=== Exercise prompt ===
Rewrite all of the following material, swapping every occurrence of "pin" for "marker" and leaving everything else as it is.

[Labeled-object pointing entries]
· · · ·

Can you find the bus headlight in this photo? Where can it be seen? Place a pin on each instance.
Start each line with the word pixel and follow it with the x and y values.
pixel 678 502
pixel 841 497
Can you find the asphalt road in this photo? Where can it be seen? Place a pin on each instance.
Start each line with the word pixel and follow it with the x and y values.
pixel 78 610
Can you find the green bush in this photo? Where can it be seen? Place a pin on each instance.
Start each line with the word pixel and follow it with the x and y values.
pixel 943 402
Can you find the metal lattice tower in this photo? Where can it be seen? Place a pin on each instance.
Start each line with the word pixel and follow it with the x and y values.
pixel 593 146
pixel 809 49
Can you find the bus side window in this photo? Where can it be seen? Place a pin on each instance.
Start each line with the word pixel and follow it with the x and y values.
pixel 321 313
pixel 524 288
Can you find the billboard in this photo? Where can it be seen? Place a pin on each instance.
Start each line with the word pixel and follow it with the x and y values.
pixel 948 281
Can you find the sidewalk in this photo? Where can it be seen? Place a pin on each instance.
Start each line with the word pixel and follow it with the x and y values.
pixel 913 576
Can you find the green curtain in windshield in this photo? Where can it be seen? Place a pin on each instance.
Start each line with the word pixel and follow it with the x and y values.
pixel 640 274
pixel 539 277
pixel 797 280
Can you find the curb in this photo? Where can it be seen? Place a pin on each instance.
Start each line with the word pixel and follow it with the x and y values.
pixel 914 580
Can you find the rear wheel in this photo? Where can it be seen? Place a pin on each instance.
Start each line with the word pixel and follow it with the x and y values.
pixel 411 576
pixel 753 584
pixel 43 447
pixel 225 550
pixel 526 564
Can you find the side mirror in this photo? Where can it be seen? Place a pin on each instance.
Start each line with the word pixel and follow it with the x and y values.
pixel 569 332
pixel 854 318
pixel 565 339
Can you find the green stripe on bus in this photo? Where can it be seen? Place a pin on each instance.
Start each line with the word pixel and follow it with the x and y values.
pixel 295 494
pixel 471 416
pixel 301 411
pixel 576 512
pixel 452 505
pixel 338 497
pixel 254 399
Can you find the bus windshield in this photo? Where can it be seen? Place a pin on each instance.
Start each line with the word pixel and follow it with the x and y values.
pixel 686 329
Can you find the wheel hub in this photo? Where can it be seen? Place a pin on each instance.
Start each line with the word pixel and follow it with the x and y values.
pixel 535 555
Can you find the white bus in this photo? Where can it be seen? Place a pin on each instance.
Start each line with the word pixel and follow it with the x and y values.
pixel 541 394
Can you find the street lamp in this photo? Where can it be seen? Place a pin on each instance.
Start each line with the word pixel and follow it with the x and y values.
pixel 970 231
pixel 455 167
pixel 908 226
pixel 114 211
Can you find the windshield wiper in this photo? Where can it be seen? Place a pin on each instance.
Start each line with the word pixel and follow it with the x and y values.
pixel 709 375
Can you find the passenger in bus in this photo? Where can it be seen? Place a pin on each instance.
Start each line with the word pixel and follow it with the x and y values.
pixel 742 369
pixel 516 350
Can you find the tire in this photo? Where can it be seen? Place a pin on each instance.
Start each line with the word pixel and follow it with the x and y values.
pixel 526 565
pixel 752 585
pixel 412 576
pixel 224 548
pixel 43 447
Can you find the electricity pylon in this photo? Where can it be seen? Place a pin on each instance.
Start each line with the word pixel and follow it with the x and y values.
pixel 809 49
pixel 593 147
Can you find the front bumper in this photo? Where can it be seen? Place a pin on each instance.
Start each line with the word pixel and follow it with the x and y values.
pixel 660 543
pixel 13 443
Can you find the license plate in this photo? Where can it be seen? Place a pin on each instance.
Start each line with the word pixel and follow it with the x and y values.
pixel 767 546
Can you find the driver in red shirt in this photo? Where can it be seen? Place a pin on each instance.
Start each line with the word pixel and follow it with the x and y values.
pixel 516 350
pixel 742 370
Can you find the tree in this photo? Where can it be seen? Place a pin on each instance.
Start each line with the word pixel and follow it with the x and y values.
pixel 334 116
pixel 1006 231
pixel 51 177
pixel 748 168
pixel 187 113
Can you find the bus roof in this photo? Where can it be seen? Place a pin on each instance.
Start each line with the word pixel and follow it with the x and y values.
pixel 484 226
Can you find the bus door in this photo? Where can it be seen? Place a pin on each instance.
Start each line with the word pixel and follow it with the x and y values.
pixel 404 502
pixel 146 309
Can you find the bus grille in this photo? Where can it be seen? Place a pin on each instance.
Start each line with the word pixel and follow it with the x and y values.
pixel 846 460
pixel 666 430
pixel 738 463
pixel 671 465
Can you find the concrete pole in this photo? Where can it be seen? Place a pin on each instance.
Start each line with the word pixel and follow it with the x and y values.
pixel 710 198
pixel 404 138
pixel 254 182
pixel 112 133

· · · ·

=== Response ===
Can you find the bus headlight in this photo? Where can it be seen? Place a marker on each instance.
Start each line with the word pixel and follow it with the x and y values.
pixel 678 502
pixel 841 497
Can you find the asphalt road in this photo? Where can it be seen? Place a marker on each instance.
Start each line with the word pixel and follow it with the x and y values.
pixel 78 610
Can you find the green bush in this photo? Where can it be seen? Place a marker on each instance.
Start each line with the word pixel and follow it with the x and y values.
pixel 943 402
Can you find the metal lattice tower in this photo? Where can it be seen? Place a marker on each instance.
Start each line with the word pixel and follow it with the x and y values.
pixel 593 146
pixel 809 49
Can you find the bus side window in this photo? Where can it be seen? Place a marker on each instance.
Start each line with the word pixel and follow it with the x and y values.
pixel 321 313
pixel 524 288
Can you find the billboard in this photo? Where can it be seen? Place a marker on each instance.
Start each line with the word pixel and follow it with the x and y values.
pixel 948 281
Can you find the sidewalk in this photo? Where can it be seen? Place a marker on each instance.
Start each line with the word pixel and follow it with the x and y values.
pixel 913 576
Can you find the green curtain in windshield in this photo? Where can it be seen? Place a marker on each instance.
Start each line with the word pixel and follow it with the x and y values.
pixel 640 274
pixel 539 277
pixel 797 280
Can you find the curb in this photo? Where can it be seen? Place a marker on each instance.
Start each line with the word pixel and follow it with the x and y values.
pixel 914 580
Can you find the rear wheel in this photo? Where can it be seen? Place a marker on each instance.
Start each line with the word pixel and follow it with the x and y values.
pixel 411 576
pixel 753 584
pixel 43 447
pixel 225 550
pixel 526 564
Can you find the side mirror in this photo? Where can it be seen? Place a marker on each instance.
Start each line with the word pixel and follow it with the x and y values.
pixel 569 332
pixel 854 318
pixel 565 339
Can you find the green stripe on bus in this photo? Where can it be seen? Place a marker on each instance.
Start each line with the word pixel and follow it with the x and y values.
pixel 295 494
pixel 471 416
pixel 301 411
pixel 576 512
pixel 452 505
pixel 338 497
pixel 254 399
Can you find the bus windshield in this photo? Where can it be seen? Place a marker on each instance.
Start each line with the word pixel and follow it with the x and y values.
pixel 686 329
Can you find the wheel hub in this photo? Where can it be seen? Place a marker on each instance.
Start each line with the word pixel and follow it with the x and y values.
pixel 535 555
Can you find the white bus in this photo? Where can it be seen? Place a marker on each instance.
Start each line with the word pixel and follow it with the x and y values.
pixel 541 394
Can you find the street lamp in this photo? Where can it be seen? Place a marker on each instance.
Start each line with the word pixel and follow it with the x and y values.
pixel 970 231
pixel 455 167
pixel 908 226
pixel 114 211
Can you find the windshield wiper in this photo? Where can it be seen? Place a marker on each instance.
Start each line with the word pixel and follow it with the x and y values.
pixel 709 375
Can you find the passenger in bus in this photo? Where can it be seen? Place a marker on each instance.
Start each line with the word pixel and follow it with the x and y values.
pixel 742 369
pixel 516 350
Can you find the tire in this photo? Where can it be seen? Place a marker on each instance.
Start each line with the word pixel and follow it with the x and y values.
pixel 526 565
pixel 752 585
pixel 412 576
pixel 224 548
pixel 43 447
Can you find the electricity pylon in this photo? Where can it be seen? Place a marker on each instance.
Start each line with the word pixel and follow it with the x and y values.
pixel 809 49
pixel 593 147
Can you find the front bumper in this photo? Where can it be seen? Place a marker on each instance.
Start each line with the word pixel and follow it with the x and y values.
pixel 660 543
pixel 13 443
Can you find the license plate in this photo? Where can it be seen? Place a marker on each instance.
Start each line with the word pixel and follow it with the x and y values.
pixel 767 546
Can you find the driver in red shirt in this photo? Where can it be seen? Place a marker on each instance.
Start each line with the word pixel and follow it with the x and y values.
pixel 516 350
pixel 742 370
Can you find the tree in this photo? Where can it be seen? Place a marker on each instance.
Start each line with the word pixel and follow it with the x and y values.
pixel 334 116
pixel 1006 231
pixel 51 177
pixel 748 168
pixel 187 113
Can you find the bus roof in this photo? Where can it be seen? Place a marker on each instance.
Start each line with the word pixel and follow it with the x and y values.
pixel 484 226
Can you find the bus door in this photo? Where can it be seen? Place a marker on each instance.
Start each line with the word pixel and follow it with the x and y values.
pixel 404 502
pixel 146 309
Can you find the bus grille in this photo? Where can it be seen? Place a marker on each instance.
Start each line with the word pixel and follow it with the x and y values.
pixel 846 460
pixel 666 430
pixel 738 463
pixel 671 465
Can you find the concrete pole in this photo? Where can it be seen? Place a marker on each instance.
Start each line with the word pixel and follow it with the x and y values.
pixel 710 198
pixel 404 138
pixel 254 182
pixel 112 133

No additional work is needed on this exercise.